# TEKS BACAAN
* * *

MAHASISWA.
Agen perubahan? Generasi penerus bangsa? Manusia super? Banyak sekali istilah
yang digunakan untuk menggambarkan betapa hebatnya mereka yang bernama
mahasiswa. Namun kenyataannya, di jaman sekarang ini, istilah itu perlahan
semakin jauh dari esensi mahasiswa itu sendiri.
"Pemuda dalam hal ini mahasiswa, adalah sosok yang
paling dinamis dan tidak dapat dipisahkan dari perjuangan bangsa. Pemuda selalu
hadir untuk memberikan sumbangan yang bermakna bagi bangsa Indonesia. Ia selalu
tampil untuk menyuarakan dan memperjuangkan nilai-nilai kebenaran dan menentang
segala bentuk ketidakadilan pada zamannya”. Petikan kalimat ini adalah bisa
dikatakan sebagai dasar mahasiswa untuk menyadari betul bahwa, secara historis,
mahasiswa selalu mempunyai peran besar dalam penentuan sekaligus perbaikan arah
bangsa ini.
Merosotnya
pendidikan baik secara akademik maupun secara moral, sebagian besar juga
terjadi di kalangan mahasiswa atau perguruan tinggi. Jiwa seorang mahasiswa itu
seolah redup. Penyimpangan moral, KKN, pergaulan bebas, dll seolah mendominasi
dan mencoba mempengaruhi jiwa-jiwa muda ini. Adakah cara bagaimana mengatasi
kemerosotan moral atau karakter mahasiswa itu sendiri? Salah satunya yang perlu
dibenahi adalah dengan pendidikan karakter di dalam perguruan tinggi itu
sendiri.
Guna
memperbaiki moralitas dan karakter
mahasiswa beserta seluruh civitas akademika perguruan tinggi, maka sudah
semestinya pendidikan karakter diimplementasikan sekaligus menjadi ruh
perguruan tinggi. Umumnya, perguruan tinggi tersebut memiliki mutu dan kualitas
manajemen yang baik pula. Namun, masih banyak perguruan tinggi yang sebagian
staf pengajarnya tidak peduli dengan perilaku mahasiswanya. Ironisnya lagi,
mungkin diantara para pengajar atau dosen sendiri tidak saling mengenal dengan
baik, nyaris tidak ada kepedulian dan penghormatan.

* * *

# DAFTAR YANG DIBERIKAN
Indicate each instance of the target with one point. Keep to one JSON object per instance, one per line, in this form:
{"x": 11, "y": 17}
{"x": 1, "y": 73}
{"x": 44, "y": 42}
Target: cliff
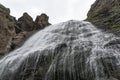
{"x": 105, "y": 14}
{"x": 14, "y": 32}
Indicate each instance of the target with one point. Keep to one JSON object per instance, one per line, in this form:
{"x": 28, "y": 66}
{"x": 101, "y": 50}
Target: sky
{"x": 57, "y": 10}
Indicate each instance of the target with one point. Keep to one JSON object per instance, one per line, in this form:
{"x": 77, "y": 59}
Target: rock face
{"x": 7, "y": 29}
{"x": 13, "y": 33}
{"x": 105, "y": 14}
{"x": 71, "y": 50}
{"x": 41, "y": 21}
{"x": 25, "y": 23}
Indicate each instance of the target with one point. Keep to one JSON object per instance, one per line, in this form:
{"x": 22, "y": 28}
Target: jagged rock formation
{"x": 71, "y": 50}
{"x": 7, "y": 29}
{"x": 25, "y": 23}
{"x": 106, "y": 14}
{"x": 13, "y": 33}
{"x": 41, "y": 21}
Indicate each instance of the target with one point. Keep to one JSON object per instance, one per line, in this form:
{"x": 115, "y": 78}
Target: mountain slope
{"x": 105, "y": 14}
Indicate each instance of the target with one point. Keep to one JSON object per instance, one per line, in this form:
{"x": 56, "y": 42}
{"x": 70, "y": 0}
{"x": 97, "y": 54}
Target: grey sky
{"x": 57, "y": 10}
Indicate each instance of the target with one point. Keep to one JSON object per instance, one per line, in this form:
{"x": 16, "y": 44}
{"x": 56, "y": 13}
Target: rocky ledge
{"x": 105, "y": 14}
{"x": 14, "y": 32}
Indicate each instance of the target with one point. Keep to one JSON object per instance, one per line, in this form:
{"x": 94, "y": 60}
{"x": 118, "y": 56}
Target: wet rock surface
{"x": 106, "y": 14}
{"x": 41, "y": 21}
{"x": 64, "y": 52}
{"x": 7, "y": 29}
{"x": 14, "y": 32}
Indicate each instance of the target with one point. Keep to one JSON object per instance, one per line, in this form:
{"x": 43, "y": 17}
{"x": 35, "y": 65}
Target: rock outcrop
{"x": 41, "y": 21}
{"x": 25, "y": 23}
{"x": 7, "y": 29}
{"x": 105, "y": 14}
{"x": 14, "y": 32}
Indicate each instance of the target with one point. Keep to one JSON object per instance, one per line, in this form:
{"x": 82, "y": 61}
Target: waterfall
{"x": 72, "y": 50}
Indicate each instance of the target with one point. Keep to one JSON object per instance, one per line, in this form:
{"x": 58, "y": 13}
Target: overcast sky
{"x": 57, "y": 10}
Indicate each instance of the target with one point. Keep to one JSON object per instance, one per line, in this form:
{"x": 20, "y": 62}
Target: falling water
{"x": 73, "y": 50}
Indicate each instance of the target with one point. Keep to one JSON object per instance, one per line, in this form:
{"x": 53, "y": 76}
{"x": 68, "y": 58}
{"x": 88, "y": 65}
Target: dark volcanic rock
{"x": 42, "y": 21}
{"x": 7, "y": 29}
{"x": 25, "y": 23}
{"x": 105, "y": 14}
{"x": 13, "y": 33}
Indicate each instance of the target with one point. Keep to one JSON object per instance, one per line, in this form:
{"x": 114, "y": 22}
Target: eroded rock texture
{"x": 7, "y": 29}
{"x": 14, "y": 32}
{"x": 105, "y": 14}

* * *

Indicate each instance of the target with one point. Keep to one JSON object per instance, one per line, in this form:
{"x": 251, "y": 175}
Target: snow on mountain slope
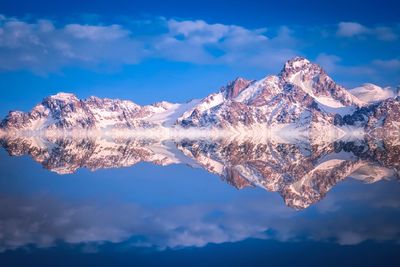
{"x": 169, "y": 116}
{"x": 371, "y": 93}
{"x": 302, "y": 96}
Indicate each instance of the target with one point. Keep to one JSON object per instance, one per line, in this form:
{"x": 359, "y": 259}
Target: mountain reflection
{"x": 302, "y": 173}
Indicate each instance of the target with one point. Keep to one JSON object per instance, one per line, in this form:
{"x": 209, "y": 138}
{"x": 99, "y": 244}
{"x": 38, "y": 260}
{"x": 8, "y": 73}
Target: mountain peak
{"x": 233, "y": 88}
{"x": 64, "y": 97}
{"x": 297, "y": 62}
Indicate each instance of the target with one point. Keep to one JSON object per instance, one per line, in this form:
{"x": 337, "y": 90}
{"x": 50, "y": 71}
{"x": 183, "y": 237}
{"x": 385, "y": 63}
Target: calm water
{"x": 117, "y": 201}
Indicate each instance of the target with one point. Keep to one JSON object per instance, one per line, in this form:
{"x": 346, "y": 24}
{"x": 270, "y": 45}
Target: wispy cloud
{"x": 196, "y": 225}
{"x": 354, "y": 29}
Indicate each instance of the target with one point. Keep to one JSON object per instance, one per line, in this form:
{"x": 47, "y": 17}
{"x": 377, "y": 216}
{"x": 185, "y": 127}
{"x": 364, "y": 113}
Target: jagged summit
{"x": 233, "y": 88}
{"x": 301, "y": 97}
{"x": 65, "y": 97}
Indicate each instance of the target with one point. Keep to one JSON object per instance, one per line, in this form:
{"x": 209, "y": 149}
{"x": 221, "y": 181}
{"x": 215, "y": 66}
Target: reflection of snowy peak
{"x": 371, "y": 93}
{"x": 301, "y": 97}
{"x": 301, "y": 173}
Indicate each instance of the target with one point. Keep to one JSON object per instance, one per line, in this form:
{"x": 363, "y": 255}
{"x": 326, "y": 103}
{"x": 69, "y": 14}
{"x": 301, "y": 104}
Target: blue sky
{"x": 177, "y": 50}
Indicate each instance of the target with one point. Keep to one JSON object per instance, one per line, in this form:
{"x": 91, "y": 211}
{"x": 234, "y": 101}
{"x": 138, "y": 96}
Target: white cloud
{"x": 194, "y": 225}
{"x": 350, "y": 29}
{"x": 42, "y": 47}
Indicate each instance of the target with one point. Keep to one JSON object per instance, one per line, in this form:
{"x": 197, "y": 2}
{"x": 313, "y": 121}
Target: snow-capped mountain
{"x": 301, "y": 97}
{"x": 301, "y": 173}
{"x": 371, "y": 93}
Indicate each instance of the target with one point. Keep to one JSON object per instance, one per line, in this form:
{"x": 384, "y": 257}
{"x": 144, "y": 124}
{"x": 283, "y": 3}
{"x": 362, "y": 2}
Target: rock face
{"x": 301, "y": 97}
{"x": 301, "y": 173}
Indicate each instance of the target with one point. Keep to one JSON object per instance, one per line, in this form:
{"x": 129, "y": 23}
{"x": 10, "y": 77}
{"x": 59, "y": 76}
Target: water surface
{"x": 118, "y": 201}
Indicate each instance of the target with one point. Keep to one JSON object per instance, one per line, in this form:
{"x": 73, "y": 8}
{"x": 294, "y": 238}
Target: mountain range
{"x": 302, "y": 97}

* * *

# SOAL LATIHAN
Menurut teks tentang mahasiswa, apa salah satu hal yang perlu dibenahi untuk mengatasi kemerosotan moral atau karakter mahasiswa?

# HASIL JAWABAN
Pendidikan karakter di dalam perguruan tinggi.